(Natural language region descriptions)
----

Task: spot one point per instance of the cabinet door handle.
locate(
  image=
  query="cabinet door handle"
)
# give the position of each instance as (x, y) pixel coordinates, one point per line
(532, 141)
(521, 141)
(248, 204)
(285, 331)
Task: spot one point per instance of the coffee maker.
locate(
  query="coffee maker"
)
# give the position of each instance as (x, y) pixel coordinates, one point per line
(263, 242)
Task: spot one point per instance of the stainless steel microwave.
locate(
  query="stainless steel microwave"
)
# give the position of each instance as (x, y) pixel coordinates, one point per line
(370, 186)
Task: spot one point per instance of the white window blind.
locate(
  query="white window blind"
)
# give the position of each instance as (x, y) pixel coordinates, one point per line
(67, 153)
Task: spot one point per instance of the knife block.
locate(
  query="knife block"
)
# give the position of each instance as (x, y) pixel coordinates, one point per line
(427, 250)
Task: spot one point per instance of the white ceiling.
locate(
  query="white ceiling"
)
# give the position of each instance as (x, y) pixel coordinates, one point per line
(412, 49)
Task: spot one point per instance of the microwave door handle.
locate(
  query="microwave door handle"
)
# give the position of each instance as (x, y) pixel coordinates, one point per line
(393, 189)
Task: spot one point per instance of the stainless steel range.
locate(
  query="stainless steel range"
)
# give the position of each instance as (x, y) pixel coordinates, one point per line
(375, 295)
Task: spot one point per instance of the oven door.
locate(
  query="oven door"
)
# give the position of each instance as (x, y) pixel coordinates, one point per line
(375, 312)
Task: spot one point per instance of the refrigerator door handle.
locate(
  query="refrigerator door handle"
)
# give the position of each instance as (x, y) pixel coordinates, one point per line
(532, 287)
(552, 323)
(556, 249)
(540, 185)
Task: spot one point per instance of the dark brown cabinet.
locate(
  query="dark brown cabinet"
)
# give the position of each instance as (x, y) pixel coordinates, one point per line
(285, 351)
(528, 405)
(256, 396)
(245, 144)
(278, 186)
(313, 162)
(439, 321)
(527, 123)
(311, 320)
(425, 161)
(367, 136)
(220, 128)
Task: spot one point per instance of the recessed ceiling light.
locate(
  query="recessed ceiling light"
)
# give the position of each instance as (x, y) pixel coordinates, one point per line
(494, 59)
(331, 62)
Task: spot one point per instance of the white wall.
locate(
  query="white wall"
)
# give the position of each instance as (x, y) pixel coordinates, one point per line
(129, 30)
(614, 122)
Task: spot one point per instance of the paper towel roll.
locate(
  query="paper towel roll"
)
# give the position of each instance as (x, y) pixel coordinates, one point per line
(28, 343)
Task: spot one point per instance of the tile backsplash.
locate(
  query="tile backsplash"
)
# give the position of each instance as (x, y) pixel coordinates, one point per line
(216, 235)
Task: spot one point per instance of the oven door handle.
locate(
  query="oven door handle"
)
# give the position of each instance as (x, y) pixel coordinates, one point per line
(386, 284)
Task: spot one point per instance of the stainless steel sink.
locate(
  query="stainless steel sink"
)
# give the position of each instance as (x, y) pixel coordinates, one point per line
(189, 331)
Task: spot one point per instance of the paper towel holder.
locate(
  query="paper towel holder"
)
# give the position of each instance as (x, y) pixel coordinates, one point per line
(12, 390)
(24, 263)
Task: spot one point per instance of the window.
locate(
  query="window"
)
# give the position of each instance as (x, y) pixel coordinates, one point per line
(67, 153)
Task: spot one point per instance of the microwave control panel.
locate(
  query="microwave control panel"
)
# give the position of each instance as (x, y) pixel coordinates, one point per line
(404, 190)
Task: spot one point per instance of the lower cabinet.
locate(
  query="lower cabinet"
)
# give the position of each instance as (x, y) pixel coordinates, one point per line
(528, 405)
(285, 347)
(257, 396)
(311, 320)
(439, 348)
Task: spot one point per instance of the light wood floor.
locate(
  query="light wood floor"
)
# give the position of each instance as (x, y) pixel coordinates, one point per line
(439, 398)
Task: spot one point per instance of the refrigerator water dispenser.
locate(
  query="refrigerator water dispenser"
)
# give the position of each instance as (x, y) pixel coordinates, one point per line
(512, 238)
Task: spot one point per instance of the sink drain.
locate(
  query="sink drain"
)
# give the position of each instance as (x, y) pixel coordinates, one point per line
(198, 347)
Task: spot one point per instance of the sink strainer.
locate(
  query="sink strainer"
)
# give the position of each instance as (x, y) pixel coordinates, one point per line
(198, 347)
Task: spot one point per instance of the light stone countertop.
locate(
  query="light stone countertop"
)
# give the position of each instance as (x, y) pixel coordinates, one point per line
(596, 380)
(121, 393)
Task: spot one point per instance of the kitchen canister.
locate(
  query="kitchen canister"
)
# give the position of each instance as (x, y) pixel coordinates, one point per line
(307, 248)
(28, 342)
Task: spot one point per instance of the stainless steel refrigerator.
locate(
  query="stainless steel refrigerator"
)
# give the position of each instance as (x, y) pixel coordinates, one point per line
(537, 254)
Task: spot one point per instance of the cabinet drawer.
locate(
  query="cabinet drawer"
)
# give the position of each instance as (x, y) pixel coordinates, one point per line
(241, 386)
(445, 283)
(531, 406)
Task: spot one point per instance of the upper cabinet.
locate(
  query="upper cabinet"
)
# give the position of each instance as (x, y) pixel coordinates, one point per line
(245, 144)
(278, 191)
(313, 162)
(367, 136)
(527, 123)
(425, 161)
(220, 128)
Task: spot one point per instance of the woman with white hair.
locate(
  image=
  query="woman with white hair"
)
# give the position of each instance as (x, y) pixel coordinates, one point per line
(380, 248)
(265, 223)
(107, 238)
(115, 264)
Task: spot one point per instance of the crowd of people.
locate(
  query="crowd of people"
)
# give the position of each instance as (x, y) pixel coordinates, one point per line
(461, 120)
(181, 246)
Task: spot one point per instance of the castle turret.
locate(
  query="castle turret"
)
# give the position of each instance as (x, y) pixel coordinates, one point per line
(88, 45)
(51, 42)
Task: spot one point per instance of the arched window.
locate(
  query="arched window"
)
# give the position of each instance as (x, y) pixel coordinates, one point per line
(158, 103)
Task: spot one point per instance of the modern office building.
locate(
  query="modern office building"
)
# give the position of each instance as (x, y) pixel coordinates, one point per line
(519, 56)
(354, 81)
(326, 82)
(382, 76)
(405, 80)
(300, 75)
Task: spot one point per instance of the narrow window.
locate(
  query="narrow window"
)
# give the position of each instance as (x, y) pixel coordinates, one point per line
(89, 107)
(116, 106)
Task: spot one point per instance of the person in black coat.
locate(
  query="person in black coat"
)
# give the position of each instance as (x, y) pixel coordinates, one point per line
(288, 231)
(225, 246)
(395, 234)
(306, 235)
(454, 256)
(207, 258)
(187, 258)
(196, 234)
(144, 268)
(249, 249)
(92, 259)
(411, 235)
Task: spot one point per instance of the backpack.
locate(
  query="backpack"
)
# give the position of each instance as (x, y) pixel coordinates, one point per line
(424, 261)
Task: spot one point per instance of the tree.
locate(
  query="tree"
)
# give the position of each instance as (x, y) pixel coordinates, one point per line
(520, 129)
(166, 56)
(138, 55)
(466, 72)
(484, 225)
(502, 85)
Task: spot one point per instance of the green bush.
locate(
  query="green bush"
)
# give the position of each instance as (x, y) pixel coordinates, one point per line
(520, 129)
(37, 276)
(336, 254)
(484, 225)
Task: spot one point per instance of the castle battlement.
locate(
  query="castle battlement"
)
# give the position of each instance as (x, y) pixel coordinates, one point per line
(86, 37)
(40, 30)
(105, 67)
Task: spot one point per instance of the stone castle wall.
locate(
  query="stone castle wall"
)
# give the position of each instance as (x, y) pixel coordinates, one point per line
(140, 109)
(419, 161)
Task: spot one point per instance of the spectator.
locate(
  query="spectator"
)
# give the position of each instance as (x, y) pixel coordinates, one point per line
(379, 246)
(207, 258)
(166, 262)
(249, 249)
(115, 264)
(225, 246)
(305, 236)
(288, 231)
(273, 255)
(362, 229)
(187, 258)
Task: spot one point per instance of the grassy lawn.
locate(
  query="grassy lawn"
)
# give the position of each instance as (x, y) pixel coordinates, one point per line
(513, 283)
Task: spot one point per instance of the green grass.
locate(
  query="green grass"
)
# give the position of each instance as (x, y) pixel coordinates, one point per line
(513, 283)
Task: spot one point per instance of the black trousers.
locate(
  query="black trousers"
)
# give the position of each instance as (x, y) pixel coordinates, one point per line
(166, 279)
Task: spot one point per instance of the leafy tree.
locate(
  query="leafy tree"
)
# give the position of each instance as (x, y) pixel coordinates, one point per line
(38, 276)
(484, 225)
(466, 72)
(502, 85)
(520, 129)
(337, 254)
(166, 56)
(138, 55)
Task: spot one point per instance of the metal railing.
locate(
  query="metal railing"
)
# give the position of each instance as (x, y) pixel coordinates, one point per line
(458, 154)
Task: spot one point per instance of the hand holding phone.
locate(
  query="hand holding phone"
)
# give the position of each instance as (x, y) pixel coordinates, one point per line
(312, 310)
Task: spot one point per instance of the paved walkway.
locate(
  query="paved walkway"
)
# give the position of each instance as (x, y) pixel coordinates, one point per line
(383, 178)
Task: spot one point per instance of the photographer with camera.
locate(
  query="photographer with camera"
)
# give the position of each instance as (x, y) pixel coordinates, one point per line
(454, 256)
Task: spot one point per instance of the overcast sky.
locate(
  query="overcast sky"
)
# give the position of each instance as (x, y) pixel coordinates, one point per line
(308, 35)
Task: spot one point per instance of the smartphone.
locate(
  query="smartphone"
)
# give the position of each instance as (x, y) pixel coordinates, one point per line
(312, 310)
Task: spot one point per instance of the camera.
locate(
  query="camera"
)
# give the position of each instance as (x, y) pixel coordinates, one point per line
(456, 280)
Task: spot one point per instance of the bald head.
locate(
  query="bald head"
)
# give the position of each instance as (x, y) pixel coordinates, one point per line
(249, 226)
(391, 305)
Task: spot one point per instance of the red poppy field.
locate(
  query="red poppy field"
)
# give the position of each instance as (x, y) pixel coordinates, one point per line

----

**What you are asked to do**
Filter the records above for lines containing the word "wood", and copy those lines.

**Output below**
Task: spot one point per instance of the light wood floor.
  query="light wood floor"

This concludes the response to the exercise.